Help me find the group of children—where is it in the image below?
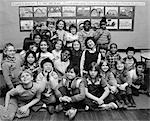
[0,19,146,120]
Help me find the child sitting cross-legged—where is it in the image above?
[85,62,118,110]
[55,65,85,119]
[0,70,41,121]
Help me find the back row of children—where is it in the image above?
[0,18,148,120]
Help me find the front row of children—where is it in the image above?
[0,55,144,120]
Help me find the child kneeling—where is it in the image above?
[0,70,41,121]
[58,65,85,119]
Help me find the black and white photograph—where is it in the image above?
[0,0,150,121]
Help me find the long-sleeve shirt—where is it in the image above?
[2,55,22,89]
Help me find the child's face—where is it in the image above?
[20,72,33,84]
[66,69,76,80]
[29,45,37,52]
[127,51,134,58]
[55,41,62,50]
[34,35,41,44]
[70,28,77,35]
[99,49,106,57]
[89,69,98,79]
[48,24,55,31]
[101,61,109,72]
[73,41,80,51]
[101,22,106,29]
[110,45,117,54]
[5,46,16,58]
[136,65,144,73]
[87,39,95,49]
[84,22,90,31]
[40,41,48,52]
[27,53,35,64]
[57,21,64,30]
[116,61,125,71]
[43,62,53,72]
[61,50,70,62]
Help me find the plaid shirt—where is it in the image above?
[106,52,121,68]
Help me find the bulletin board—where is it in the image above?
[19,5,135,32]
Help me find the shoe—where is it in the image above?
[68,108,77,120]
[85,105,90,111]
[47,105,54,114]
[99,102,118,110]
[55,104,63,113]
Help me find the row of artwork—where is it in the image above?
[19,6,134,18]
[19,6,135,31]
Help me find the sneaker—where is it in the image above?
[85,105,90,111]
[47,105,54,114]
[55,104,63,113]
[68,108,77,120]
[99,102,118,110]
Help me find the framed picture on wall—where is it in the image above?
[105,7,118,17]
[77,19,90,29]
[34,7,47,17]
[20,20,33,31]
[119,7,133,18]
[62,7,76,17]
[63,19,76,30]
[77,7,90,17]
[91,6,104,17]
[91,19,101,28]
[48,6,61,17]
[106,19,118,29]
[19,7,33,17]
[119,19,132,30]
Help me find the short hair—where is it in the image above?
[85,37,96,49]
[66,64,80,76]
[40,58,54,68]
[69,24,77,32]
[88,62,100,72]
[135,61,146,69]
[126,47,135,53]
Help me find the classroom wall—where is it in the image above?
[0,0,150,49]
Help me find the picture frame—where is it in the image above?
[20,20,33,31]
[62,7,76,17]
[91,6,104,17]
[48,6,62,17]
[77,7,90,17]
[34,7,47,17]
[63,19,77,30]
[119,7,133,18]
[106,19,118,30]
[105,7,118,18]
[19,7,33,17]
[119,19,133,30]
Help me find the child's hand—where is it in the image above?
[18,105,28,114]
[109,86,117,94]
[97,98,104,105]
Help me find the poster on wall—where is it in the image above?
[106,19,118,29]
[48,6,61,17]
[105,7,118,17]
[91,19,101,28]
[63,19,76,30]
[77,7,90,17]
[91,6,104,17]
[62,7,76,17]
[19,7,33,17]
[119,19,132,29]
[119,7,133,18]
[20,20,33,31]
[77,19,90,29]
[34,7,47,17]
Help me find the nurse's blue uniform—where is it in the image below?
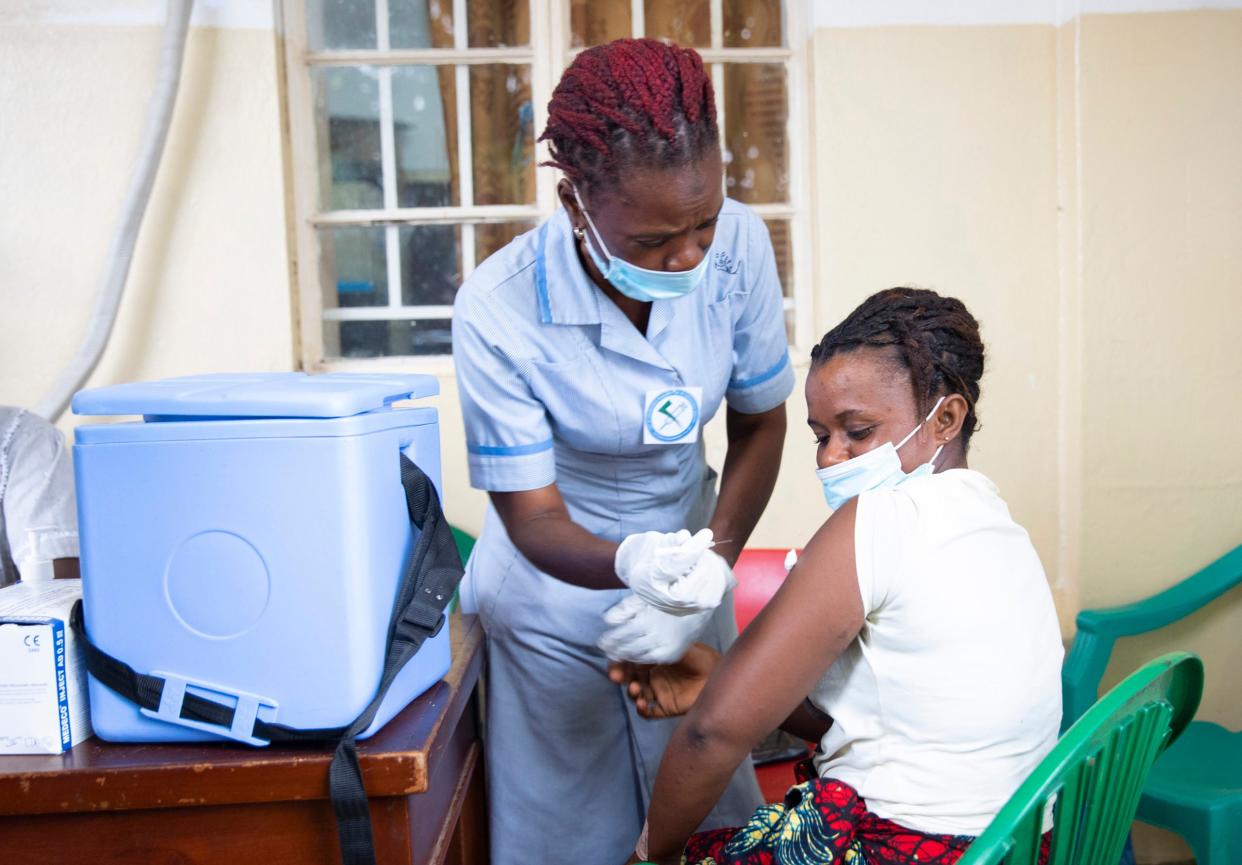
[453,200,794,865]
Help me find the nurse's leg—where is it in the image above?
[626,592,764,831]
[487,604,643,865]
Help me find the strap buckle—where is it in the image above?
[138,670,277,748]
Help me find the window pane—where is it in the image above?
[723,0,785,48]
[323,318,453,358]
[469,63,535,204]
[474,222,535,262]
[392,66,461,208]
[569,0,631,48]
[319,226,388,309]
[311,66,384,210]
[307,0,375,51]
[724,63,789,204]
[389,0,453,48]
[642,0,712,48]
[466,0,524,48]
[397,225,462,306]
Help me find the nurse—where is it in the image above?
[453,40,794,865]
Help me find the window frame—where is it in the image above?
[282,0,817,375]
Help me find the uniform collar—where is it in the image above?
[535,209,601,324]
[535,209,675,369]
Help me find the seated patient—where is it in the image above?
[0,405,78,588]
[610,288,1062,865]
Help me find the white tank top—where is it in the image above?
[811,469,1063,835]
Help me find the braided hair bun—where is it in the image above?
[811,288,984,449]
[539,39,719,186]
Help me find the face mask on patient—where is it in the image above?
[815,396,944,511]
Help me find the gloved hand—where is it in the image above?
[596,594,712,664]
[615,528,738,615]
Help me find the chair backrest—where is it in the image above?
[959,652,1203,865]
[733,548,789,631]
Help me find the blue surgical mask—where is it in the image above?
[815,396,944,511]
[574,188,709,302]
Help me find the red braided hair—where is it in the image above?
[539,39,719,186]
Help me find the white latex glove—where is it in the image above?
[596,594,712,664]
[615,528,738,615]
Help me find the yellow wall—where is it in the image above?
[0,1,293,417]
[0,0,1242,860]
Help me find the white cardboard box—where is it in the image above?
[0,579,91,754]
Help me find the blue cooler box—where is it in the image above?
[73,373,450,744]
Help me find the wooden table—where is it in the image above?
[0,614,487,865]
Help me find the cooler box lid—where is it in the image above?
[73,373,440,420]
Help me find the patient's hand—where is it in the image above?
[609,643,720,718]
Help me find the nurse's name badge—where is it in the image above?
[642,388,703,445]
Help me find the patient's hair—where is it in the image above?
[539,39,719,186]
[811,288,984,449]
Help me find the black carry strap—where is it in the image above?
[70,454,462,865]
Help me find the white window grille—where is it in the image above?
[284,0,812,369]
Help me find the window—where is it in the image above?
[286,0,811,369]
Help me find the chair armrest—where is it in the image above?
[1078,547,1242,639]
[1061,547,1242,731]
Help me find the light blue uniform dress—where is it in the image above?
[453,200,794,865]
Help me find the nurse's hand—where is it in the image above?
[596,594,712,664]
[616,528,737,615]
[609,643,720,718]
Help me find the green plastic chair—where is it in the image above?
[959,652,1203,865]
[446,524,476,613]
[1061,547,1242,865]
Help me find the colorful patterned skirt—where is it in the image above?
[682,761,1047,865]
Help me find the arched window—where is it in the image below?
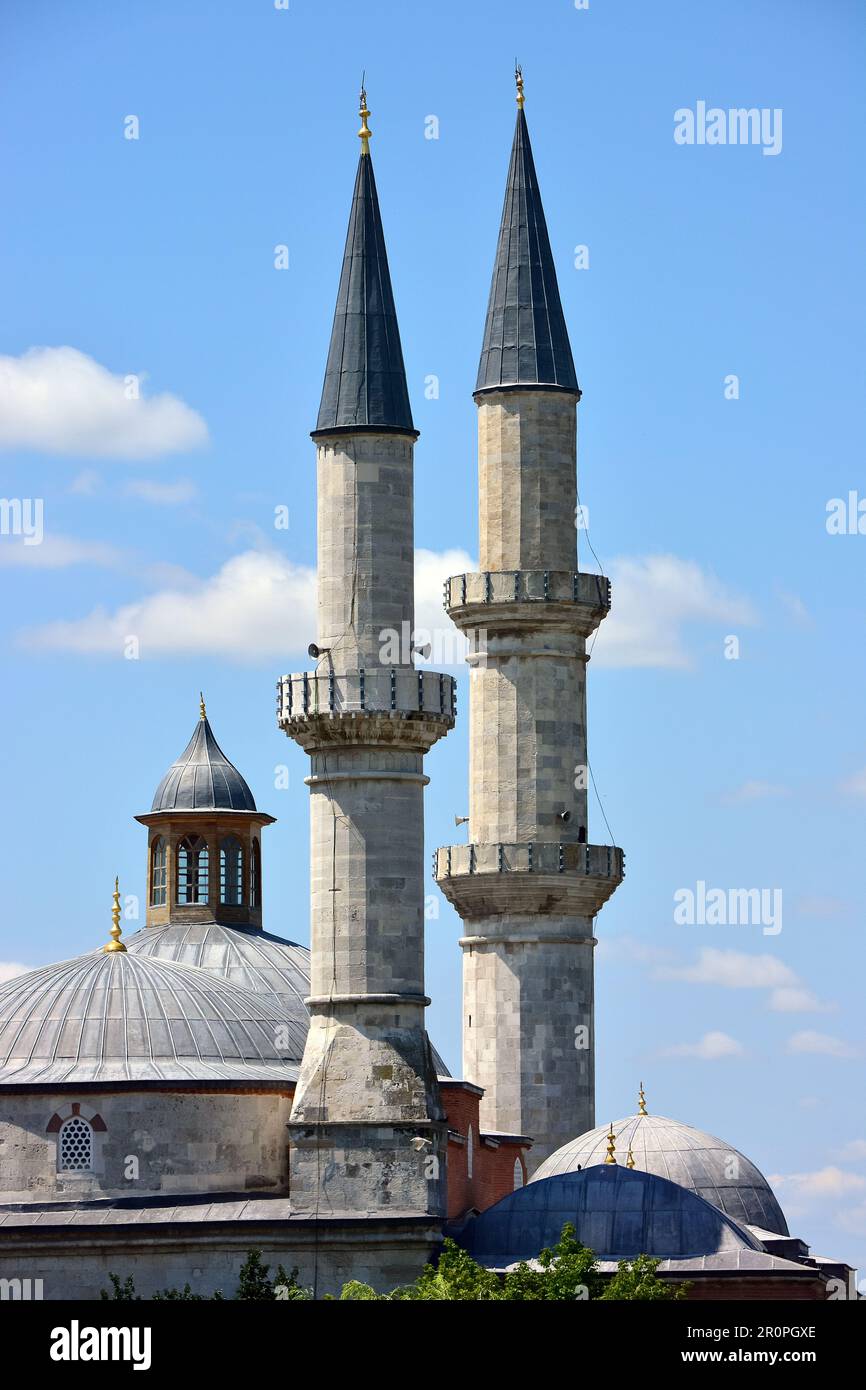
[57,1115,93,1173]
[220,835,243,908]
[178,835,207,902]
[250,840,261,908]
[150,835,168,908]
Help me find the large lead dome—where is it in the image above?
[531,1115,788,1236]
[0,949,306,1086]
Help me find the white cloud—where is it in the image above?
[595,935,677,966]
[0,960,33,984]
[655,947,827,1013]
[0,348,207,459]
[770,1165,866,1200]
[721,781,791,806]
[662,1031,745,1062]
[592,555,756,669]
[126,478,199,506]
[67,468,100,498]
[788,1030,858,1056]
[18,546,752,670]
[22,546,468,670]
[840,767,866,796]
[0,535,124,570]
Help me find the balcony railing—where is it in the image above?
[445,570,610,613]
[277,666,457,723]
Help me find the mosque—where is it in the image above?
[0,72,856,1300]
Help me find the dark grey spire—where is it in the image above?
[314,150,416,434]
[475,104,580,395]
[150,713,256,815]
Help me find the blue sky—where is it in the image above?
[0,0,866,1266]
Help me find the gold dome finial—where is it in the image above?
[605,1120,616,1163]
[357,72,373,154]
[103,878,126,955]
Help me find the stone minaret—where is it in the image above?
[436,74,623,1168]
[278,93,455,1251]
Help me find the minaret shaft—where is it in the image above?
[436,95,623,1170]
[278,125,455,1234]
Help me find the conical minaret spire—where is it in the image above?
[314,88,414,438]
[475,68,580,396]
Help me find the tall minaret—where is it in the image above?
[436,70,623,1168]
[278,92,455,1245]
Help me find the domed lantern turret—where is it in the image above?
[135,699,274,927]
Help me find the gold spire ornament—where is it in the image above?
[605,1120,616,1163]
[103,878,126,955]
[357,78,373,154]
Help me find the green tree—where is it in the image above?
[599,1255,691,1302]
[235,1250,310,1302]
[502,1222,605,1302]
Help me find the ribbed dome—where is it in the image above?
[530,1115,788,1236]
[150,716,256,812]
[126,922,310,1028]
[126,922,450,1076]
[0,951,306,1084]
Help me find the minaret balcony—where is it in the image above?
[277,666,457,749]
[443,570,610,637]
[434,841,626,917]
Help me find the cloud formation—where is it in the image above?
[0,535,124,570]
[660,1030,745,1062]
[126,478,199,507]
[18,544,748,669]
[788,1030,859,1058]
[592,555,756,669]
[0,348,207,459]
[655,947,827,1013]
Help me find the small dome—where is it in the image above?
[530,1115,788,1236]
[0,951,306,1084]
[453,1163,763,1269]
[126,922,450,1076]
[150,714,256,813]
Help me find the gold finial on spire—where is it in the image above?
[605,1120,616,1163]
[357,72,373,154]
[103,878,126,955]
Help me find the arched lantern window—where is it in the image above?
[178,835,207,902]
[250,838,261,908]
[57,1115,93,1173]
[150,835,168,908]
[220,835,243,908]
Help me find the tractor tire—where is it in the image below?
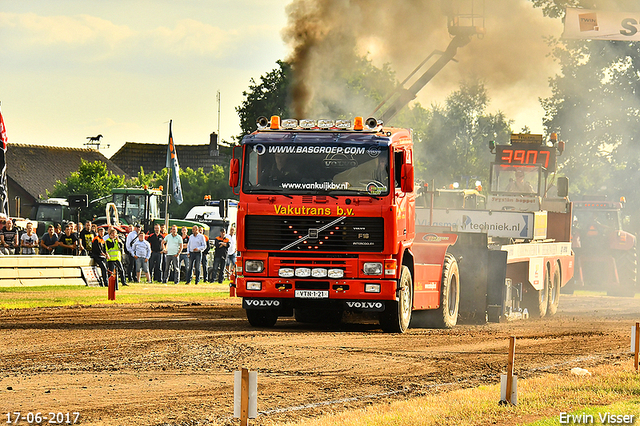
[522,265,551,318]
[547,263,562,316]
[413,254,460,328]
[380,265,413,333]
[247,309,278,328]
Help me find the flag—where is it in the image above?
[167,120,182,204]
[0,106,9,216]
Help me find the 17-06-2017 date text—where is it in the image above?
[5,411,80,425]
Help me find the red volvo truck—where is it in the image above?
[229,120,573,332]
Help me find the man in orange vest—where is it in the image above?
[209,228,229,283]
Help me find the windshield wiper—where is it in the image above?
[244,187,293,198]
[280,216,346,250]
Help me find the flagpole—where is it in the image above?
[164,120,173,230]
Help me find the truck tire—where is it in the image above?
[547,263,562,316]
[380,265,413,333]
[414,253,460,328]
[522,265,551,318]
[247,309,278,328]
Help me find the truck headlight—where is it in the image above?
[244,260,264,273]
[247,281,262,291]
[278,268,293,278]
[362,262,382,275]
[327,268,344,278]
[364,283,380,293]
[296,268,311,278]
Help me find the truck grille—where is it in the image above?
[245,216,384,253]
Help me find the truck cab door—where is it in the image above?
[393,147,416,241]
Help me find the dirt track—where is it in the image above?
[0,295,640,425]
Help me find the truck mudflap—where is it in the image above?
[242,297,388,316]
[449,232,498,324]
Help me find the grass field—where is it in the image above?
[295,360,640,426]
[0,283,229,309]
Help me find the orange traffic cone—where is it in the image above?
[108,273,116,300]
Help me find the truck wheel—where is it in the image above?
[420,254,460,328]
[522,266,551,318]
[294,308,342,325]
[380,265,413,333]
[247,309,278,328]
[547,264,561,316]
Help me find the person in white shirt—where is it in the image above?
[226,226,236,277]
[132,232,151,283]
[20,222,38,254]
[124,224,140,282]
[186,225,207,285]
[162,225,182,284]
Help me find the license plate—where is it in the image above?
[295,290,329,299]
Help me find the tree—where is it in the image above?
[410,80,512,186]
[534,0,640,230]
[236,51,397,138]
[47,159,125,217]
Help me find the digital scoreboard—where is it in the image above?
[495,135,556,172]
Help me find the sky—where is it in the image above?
[0,0,562,157]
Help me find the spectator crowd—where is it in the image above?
[0,217,236,289]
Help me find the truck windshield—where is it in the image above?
[31,204,66,222]
[242,142,389,196]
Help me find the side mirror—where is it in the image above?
[229,158,240,188]
[400,164,413,192]
[218,199,229,219]
[558,176,569,198]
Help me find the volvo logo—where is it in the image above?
[345,300,384,312]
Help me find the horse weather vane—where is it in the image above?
[85,135,111,151]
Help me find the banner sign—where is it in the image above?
[562,7,640,41]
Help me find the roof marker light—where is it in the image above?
[365,117,378,130]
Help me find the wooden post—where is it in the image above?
[505,336,516,404]
[240,368,249,426]
[634,322,640,372]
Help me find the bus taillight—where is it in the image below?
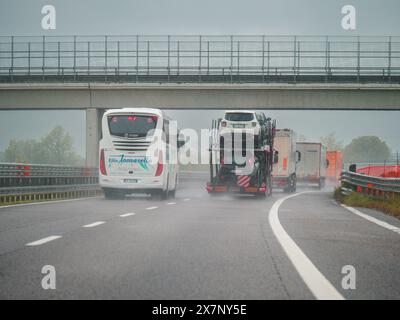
[100,149,107,176]
[156,151,164,177]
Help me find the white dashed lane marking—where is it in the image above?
[83,221,105,228]
[26,236,61,247]
[119,212,135,218]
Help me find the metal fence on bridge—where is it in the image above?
[0,163,101,206]
[0,35,400,83]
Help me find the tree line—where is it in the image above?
[0,126,85,166]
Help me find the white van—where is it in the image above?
[99,108,178,199]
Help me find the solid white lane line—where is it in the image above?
[341,204,400,234]
[146,207,158,210]
[82,221,105,228]
[26,236,62,247]
[269,192,344,300]
[119,212,135,218]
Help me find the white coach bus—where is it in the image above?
[99,108,178,199]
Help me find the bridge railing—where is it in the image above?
[0,163,101,206]
[0,35,400,83]
[341,171,400,198]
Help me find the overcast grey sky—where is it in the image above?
[0,0,400,158]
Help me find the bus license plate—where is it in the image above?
[123,179,137,183]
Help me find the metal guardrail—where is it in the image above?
[341,171,400,196]
[0,163,101,206]
[0,35,400,83]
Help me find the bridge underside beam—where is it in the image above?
[0,83,400,110]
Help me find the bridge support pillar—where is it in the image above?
[86,108,103,167]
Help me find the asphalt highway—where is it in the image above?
[0,175,400,299]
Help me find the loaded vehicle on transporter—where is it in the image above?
[99,108,178,199]
[206,110,278,197]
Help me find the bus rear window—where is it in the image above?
[108,115,158,138]
[225,112,254,121]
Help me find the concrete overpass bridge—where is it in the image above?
[0,35,400,165]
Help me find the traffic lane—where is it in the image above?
[0,195,312,299]
[0,191,191,255]
[279,192,400,299]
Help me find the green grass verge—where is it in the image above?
[334,188,400,219]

Exercise details: Convert the listing starting at the line containing "Help me find the colorful" and ending at the line containing "[277,666,457,723]", both included, into a two-column CSV with the headers text and answer. Give one row per entry, put each field in quotes with line breaks turned into spaces, and leave the pictures out.

Correct answer:
text,answer
"Help me find the colorful patterned skirt—where is it in the image above?","[682,761,1047,865]"
"Help me find the arched window—where is it in the image below?","[57,1115,93,1173] [220,835,243,908] [178,835,207,902] [250,840,261,908] [150,835,168,908]"
"Help me find the large lead dome—where is it in the image above?","[531,1115,788,1236] [0,949,306,1086]"
"Help me find the white cloud—where is it in the image above?","[595,935,677,966] [0,960,33,984] [655,947,827,1013] [0,348,207,459] [770,1165,866,1200] [721,781,791,806] [662,1031,745,1062] [592,555,756,669] [126,478,199,506] [67,468,100,498] [788,1030,858,1056] [18,546,752,670] [22,546,468,670] [840,767,866,796] [0,535,124,570]"
"Help me find the balcony railing—where is it in the image above?","[445,570,610,613] [277,666,457,723]"